> Exercise aim:
Please filter the listing for the string "below" and copy each matching line.

> Input for this task:
- - - - - - -

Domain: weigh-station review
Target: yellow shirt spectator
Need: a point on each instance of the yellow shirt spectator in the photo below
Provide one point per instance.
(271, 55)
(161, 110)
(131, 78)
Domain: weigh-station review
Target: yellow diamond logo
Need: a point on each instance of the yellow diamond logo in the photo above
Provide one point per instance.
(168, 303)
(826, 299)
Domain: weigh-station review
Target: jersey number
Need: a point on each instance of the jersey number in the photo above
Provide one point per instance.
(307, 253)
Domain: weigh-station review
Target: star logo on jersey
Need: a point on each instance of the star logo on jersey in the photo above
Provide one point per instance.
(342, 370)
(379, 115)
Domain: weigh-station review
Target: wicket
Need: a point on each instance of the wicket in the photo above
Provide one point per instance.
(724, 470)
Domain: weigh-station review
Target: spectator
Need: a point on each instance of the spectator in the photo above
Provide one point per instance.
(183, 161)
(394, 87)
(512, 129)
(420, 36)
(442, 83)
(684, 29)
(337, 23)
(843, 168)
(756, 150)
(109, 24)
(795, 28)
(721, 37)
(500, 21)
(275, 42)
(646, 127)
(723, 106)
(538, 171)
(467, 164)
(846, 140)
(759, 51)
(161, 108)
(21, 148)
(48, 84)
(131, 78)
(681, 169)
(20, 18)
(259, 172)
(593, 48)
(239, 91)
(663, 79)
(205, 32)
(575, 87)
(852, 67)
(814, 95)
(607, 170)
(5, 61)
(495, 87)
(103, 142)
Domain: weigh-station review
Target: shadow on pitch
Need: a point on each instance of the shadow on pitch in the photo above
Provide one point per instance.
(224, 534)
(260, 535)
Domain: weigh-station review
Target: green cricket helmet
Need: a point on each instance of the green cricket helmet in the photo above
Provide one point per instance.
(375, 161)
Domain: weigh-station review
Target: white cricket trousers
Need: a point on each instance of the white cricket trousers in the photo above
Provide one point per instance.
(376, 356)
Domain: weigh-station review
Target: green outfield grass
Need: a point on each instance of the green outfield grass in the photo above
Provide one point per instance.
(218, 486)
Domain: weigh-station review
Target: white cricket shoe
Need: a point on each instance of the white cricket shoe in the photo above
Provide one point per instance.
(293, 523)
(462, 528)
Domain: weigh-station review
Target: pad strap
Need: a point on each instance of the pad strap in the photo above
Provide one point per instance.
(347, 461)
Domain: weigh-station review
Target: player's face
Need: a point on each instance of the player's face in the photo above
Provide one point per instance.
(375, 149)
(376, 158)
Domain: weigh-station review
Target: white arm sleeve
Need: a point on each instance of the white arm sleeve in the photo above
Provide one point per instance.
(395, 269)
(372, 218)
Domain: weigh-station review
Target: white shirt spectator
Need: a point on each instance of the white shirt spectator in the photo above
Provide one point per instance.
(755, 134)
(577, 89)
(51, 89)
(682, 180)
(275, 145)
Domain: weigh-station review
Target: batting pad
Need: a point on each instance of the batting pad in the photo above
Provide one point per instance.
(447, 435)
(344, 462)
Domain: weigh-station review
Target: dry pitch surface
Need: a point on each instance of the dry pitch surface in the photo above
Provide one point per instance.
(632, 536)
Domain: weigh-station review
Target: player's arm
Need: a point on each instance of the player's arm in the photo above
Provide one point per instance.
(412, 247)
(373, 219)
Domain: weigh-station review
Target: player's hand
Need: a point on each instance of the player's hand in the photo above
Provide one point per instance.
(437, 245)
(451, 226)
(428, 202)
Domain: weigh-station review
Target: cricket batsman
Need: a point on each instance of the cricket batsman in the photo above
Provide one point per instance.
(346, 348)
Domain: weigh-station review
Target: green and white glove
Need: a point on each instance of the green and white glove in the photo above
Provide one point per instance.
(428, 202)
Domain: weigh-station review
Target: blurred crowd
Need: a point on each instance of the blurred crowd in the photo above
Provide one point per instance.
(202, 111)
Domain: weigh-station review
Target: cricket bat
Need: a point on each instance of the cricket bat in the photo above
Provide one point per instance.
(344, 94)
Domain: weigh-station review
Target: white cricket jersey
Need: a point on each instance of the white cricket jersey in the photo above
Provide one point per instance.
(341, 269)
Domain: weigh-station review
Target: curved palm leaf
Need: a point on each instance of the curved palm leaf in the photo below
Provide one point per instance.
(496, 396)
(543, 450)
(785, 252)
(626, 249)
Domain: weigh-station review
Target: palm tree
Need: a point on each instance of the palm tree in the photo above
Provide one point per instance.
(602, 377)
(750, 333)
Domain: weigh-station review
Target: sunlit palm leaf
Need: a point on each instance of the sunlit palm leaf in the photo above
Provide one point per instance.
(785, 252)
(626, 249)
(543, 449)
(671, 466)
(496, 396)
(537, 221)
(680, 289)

- - - - - - -

> Written reply:
Need: a point on each instance of the yellow shirt spectator in the photo below
Need: a point on each instance of the curved palm leaf in the photo below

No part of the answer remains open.